▶ [DIRECTIONS FOR THIS TASK] Every record has to be written out exactly, with no line missing.

DATASET RECORDS section start

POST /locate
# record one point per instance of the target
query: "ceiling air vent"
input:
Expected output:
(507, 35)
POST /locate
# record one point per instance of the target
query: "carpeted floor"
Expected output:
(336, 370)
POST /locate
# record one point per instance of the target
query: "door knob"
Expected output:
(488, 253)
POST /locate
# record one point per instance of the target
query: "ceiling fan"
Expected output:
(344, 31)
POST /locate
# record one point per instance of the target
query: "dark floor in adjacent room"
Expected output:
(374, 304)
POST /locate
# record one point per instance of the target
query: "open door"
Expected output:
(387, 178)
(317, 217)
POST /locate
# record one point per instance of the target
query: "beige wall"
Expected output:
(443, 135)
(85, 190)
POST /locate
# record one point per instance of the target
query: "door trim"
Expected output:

DATASET RECORDS section end

▶ [WORKED SOLUTION]
POST /locate
# record one point per instance of the target
query: "ceiling air vent"
input:
Expected output:
(507, 35)
POST /locate
# record one point per instance of the target
query: "carpeted floor"
Expected output:
(336, 370)
POST /locate
# record one point per instance of the target
query: "door knob"
Expected output:
(488, 253)
POST /locate
# record one point per instance of the target
query: "ceiling fan"
Expected output:
(344, 31)
POST /locate
# record one point per instance of the target
query: "dark floor in adjacent room"
Expected output:
(374, 304)
POST /locate
# record one point per instance of the target
query: "open door"
Expected output:
(387, 178)
(317, 217)
POST /locate
# record one point per instance of the target
query: "beige wall"
Expected output:
(443, 135)
(85, 190)
POST /locate
# record one point per instance of the target
query: "door trim"
Expected output:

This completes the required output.